- _Listed entries_:
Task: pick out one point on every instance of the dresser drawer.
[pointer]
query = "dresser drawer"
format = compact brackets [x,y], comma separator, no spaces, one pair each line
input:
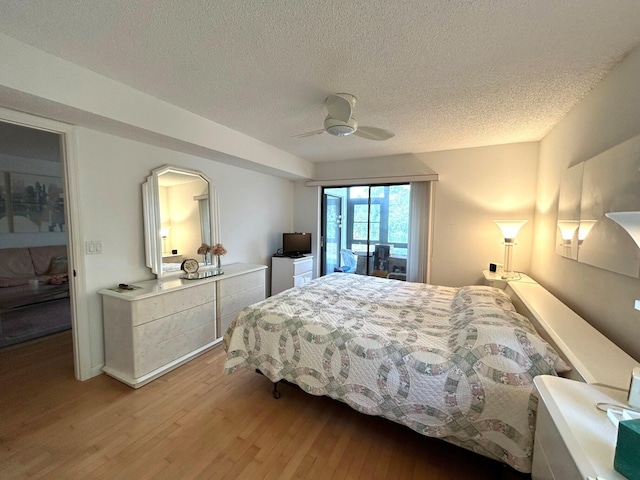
[234,303]
[151,308]
[233,285]
[299,280]
[157,356]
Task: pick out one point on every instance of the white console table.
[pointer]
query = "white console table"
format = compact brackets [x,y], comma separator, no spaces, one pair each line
[289,272]
[166,322]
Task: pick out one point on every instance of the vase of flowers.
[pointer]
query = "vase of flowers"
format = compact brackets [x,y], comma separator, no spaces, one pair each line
[216,251]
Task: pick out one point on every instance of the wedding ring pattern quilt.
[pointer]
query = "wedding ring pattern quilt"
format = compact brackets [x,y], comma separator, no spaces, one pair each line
[452,363]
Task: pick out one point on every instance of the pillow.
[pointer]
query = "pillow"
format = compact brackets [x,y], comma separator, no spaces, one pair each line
[58,266]
[476,295]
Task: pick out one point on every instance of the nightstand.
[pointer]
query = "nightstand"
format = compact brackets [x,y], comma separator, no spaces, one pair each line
[574,440]
[494,279]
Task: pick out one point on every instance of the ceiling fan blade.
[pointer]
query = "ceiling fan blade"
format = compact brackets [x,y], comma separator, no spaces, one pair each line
[309,134]
[373,133]
[340,106]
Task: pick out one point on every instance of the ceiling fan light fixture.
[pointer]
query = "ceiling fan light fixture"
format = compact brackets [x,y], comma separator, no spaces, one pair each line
[340,128]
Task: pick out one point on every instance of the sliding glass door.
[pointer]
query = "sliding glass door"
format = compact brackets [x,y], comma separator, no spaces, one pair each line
[373,237]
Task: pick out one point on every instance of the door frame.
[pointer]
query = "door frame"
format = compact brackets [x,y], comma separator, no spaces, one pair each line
[323,229]
[77,291]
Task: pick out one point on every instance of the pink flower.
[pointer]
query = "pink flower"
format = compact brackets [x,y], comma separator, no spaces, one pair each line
[218,249]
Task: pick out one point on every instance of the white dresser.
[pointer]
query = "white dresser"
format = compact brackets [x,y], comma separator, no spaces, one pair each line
[166,322]
[289,272]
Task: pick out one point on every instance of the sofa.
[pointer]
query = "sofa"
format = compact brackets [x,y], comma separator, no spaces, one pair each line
[45,266]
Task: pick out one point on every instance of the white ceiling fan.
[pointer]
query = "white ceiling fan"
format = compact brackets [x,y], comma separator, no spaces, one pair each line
[341,122]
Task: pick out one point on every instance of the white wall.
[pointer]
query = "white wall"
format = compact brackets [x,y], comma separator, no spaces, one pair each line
[254,211]
[609,115]
[306,217]
[475,187]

- _Work instruction_: Each line of the data above that contains the word "fixture" counts once; report the total and add nothing.

- _Output of the task_: 2